=== SET EXERCISE 1 ===
Translate this sentence from the passage about Brooke and Noel below into Spanish: "This was a message that Brooke resolutely refused to hear."

Brooke’s curiosity about his future nemesis, already aroused by Lytton, must have been further whetted by Eddie’s description of Lamb at a previous salon: ‘Do you know him? He was in a rough brown suit, with tails, shaped at the hips, and had a red handkerchief around his neck, but looked far more elegant and fashionable than any of the men in faultless evening dress. I’m afraid he didn’t take to me much, and I’m told he has a cold and selfish nature.’ Just how cold
and selfish Lamb was, Brooke would one day, to his cost, discover.
While Lytton had been unburdening himself about Lamb, Brooke had been brooding about his own fruitless love: Noel. In December 1909 he had made another of his illicit descents on Bedales, accompanied by Jacques Raverat, on the thin excuse of seeing the school’s annual play. He had not managed to see Noel alone, and the ever-suspicious Margery had made sure that neither Bryn nor Noel had been present at Switzerland that Christmas. While he served out his time in the housemaster’s study at Rugby, a rival suitor for Noel’s favours, Bunny Garnett, who had known her since childhood, was continuing to press her. With wisdom far beyond her years, Noel coolly told Bunny that the whole charm of youth lay in falling easily in love, while remaining aware that such passing passions weren’t permanent and could therefore be taken lightly. This was a message that Brooke resolutely refused to hear.

=== SET EXERCISE 2 ===
Count the lines in the records below that contain the word "shorts", and reply with the number alone.

=== EXTRACTED ENTRIES ===
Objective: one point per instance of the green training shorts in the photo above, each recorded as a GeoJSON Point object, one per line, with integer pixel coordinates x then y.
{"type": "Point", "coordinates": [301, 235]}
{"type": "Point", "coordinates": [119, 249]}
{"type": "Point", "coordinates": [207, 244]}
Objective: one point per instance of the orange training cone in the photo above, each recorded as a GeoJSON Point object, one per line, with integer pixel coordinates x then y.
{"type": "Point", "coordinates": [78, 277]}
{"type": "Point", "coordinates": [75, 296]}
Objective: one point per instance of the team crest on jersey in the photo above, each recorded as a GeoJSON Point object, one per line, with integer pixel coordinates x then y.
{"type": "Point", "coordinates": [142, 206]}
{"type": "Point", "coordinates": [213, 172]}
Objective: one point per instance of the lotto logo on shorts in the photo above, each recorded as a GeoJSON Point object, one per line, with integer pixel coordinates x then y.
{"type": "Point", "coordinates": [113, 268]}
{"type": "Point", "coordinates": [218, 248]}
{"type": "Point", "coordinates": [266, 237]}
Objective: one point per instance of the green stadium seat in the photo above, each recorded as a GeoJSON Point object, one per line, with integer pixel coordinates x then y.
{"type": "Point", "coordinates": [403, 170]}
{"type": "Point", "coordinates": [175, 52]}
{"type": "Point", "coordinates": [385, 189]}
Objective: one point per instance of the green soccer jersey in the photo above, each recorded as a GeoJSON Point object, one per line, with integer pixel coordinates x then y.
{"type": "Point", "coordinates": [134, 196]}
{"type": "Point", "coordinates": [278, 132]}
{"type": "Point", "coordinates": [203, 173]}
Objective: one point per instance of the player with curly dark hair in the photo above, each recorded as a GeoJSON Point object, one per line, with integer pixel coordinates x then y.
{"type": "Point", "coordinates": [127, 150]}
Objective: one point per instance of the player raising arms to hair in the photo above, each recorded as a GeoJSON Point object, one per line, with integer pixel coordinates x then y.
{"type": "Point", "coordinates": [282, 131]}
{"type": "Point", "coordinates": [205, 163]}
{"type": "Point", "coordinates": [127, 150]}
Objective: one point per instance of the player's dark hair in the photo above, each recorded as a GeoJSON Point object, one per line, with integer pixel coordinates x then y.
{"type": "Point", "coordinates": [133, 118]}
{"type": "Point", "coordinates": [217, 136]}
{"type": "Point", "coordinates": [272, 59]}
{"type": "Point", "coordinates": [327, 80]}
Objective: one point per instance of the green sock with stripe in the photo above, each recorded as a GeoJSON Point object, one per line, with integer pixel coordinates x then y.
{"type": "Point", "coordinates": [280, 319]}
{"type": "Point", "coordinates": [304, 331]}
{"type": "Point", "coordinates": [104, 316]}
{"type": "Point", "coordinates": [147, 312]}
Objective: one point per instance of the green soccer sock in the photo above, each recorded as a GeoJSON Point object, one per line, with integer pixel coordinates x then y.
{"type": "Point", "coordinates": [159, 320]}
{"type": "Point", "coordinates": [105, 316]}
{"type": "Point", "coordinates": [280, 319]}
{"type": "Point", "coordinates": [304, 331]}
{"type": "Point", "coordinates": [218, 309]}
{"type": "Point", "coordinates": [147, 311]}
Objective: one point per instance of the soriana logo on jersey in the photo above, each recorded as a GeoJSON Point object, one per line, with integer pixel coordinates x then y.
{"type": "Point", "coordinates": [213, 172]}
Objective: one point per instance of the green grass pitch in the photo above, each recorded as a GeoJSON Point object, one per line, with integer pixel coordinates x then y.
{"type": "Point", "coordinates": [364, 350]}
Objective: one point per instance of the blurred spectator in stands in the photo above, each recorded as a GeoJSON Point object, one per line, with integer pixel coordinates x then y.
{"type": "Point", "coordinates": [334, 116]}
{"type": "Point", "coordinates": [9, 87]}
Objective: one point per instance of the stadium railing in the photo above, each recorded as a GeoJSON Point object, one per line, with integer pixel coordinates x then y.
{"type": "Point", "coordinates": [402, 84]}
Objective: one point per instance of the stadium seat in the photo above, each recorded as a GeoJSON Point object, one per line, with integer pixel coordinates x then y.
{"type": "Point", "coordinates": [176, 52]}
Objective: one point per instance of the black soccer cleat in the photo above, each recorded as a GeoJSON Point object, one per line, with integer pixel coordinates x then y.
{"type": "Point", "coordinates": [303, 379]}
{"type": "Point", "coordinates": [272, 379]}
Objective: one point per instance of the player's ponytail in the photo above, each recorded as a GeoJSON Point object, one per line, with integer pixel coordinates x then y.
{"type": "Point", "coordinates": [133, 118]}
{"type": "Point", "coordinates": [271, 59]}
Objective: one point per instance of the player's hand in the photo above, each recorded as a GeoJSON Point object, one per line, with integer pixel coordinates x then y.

=== WORKED ANSWER 1 ===
Este era un mensaje que Brooke se negaba resueltamente a escuchar.

=== WORKED ANSWER 2 ===
2